Instructions to follow: Searching the material below, find each line that includes the word "fairway", and copy it.

╭─ Record excerpts

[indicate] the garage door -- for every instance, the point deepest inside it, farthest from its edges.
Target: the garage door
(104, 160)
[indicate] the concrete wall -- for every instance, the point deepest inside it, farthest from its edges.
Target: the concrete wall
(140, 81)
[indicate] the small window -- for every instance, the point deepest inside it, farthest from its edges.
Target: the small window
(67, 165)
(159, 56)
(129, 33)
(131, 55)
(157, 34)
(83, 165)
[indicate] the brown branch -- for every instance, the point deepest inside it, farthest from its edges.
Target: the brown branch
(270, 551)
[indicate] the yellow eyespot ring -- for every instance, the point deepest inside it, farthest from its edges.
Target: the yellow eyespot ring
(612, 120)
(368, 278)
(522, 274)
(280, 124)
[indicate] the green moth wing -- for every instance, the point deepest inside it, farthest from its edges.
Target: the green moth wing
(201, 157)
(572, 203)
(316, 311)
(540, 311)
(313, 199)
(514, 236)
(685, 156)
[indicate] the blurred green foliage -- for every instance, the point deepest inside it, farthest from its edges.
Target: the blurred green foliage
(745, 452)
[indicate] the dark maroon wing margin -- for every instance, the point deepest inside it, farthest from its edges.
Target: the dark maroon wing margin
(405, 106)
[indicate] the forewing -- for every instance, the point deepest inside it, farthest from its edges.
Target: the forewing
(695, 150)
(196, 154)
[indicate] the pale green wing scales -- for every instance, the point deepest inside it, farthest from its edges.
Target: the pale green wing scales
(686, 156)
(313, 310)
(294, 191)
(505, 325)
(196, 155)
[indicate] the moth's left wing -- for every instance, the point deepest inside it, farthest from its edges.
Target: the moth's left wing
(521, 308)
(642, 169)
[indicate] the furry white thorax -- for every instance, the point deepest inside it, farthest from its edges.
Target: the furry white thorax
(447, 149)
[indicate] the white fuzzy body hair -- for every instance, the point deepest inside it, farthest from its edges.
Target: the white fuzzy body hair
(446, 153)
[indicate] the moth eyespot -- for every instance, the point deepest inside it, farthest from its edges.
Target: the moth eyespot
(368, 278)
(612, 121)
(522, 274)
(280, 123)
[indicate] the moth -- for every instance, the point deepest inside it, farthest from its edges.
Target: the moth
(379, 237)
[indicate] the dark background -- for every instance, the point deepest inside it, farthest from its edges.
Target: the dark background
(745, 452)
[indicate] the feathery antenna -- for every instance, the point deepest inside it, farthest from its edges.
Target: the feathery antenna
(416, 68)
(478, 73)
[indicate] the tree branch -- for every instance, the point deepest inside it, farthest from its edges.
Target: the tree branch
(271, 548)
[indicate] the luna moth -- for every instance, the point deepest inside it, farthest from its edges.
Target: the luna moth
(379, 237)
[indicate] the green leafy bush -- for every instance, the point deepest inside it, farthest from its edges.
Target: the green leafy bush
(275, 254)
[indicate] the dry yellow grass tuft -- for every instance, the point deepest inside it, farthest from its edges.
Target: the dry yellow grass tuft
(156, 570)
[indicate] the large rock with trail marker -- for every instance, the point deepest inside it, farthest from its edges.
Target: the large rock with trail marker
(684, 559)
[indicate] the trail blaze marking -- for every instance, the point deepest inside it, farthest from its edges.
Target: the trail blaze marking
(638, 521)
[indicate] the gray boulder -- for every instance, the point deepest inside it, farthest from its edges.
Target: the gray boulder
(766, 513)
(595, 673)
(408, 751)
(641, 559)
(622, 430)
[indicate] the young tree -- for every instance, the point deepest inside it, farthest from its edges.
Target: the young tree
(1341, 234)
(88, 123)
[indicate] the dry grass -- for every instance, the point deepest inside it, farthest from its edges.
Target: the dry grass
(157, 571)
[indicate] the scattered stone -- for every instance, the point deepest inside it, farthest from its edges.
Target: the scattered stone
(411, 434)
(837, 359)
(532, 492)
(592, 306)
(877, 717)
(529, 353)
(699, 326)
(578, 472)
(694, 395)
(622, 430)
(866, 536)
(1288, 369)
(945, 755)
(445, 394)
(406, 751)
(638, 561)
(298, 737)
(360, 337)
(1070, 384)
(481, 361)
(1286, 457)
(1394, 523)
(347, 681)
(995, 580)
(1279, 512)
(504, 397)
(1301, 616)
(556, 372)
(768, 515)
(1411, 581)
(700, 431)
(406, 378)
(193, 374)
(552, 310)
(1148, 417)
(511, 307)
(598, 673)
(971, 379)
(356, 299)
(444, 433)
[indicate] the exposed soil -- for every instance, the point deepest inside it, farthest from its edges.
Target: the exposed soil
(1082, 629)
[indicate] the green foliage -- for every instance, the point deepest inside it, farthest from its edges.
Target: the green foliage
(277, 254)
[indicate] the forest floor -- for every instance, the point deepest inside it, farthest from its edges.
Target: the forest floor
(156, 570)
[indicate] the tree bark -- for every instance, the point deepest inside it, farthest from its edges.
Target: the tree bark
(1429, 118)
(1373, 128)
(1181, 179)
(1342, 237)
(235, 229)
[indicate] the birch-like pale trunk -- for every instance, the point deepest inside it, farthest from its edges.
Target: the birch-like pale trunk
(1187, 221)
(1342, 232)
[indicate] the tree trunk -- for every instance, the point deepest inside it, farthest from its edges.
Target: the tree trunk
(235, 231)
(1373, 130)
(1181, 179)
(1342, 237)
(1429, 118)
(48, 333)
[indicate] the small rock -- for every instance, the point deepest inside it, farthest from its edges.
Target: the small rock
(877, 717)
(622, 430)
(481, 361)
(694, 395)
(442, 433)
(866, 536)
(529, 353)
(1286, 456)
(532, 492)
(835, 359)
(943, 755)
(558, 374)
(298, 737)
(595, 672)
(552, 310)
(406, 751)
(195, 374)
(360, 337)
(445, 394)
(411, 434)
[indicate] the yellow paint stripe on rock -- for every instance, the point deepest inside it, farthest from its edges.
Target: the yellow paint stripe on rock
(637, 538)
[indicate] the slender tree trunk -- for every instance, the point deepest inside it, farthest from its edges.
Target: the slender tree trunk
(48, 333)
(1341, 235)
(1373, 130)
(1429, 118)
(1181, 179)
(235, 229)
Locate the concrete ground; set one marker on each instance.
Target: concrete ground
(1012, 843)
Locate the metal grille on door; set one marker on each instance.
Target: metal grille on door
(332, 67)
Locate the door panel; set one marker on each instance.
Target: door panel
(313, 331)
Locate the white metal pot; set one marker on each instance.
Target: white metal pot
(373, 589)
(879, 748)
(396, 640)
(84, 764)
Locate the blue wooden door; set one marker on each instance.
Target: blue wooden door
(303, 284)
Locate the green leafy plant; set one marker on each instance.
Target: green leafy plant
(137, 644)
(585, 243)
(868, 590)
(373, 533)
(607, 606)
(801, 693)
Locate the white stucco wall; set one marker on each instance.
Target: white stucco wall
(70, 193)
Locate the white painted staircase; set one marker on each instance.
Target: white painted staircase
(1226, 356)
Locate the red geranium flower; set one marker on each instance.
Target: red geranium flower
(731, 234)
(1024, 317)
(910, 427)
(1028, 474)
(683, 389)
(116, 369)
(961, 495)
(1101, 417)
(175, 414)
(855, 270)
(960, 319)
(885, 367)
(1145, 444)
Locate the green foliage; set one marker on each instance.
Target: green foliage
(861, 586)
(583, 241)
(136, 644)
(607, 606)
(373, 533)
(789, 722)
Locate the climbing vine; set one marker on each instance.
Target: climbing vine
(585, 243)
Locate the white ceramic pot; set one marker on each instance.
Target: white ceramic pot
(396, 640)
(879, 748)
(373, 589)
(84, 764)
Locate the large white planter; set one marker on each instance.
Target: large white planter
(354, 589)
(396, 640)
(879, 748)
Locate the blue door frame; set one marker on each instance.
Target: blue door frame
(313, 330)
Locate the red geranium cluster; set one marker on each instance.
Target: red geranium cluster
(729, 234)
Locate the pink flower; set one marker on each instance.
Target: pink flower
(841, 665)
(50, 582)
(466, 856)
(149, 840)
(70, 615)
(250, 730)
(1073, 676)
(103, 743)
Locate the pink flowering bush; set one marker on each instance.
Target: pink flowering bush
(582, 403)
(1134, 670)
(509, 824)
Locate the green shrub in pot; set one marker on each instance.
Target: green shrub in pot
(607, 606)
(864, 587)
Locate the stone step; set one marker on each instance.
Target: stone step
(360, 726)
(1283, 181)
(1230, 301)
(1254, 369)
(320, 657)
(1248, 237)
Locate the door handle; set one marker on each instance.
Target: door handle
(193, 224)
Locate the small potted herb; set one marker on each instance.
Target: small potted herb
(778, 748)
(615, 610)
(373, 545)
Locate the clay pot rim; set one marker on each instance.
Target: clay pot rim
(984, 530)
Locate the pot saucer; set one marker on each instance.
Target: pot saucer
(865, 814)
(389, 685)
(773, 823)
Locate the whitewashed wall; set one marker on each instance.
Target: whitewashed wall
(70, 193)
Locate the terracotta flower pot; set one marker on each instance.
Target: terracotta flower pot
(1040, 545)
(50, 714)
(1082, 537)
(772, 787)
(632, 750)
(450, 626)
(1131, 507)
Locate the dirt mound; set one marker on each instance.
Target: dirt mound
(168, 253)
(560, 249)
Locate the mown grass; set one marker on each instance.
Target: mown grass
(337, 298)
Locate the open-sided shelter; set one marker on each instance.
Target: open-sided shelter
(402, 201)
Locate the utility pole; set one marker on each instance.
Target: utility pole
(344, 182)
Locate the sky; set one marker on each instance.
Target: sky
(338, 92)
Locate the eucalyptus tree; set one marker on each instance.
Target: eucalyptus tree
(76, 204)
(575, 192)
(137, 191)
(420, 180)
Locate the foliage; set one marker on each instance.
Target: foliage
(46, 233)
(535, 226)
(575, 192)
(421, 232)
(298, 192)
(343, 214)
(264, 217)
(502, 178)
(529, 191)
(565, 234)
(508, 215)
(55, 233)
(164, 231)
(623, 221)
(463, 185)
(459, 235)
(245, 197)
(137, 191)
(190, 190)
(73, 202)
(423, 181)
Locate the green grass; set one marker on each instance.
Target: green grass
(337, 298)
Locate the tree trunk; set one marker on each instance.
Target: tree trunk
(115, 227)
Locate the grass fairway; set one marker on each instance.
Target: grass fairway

╰─

Answer area:
Locate the grass fairway; set one marker on each instance.
Target: grass fairway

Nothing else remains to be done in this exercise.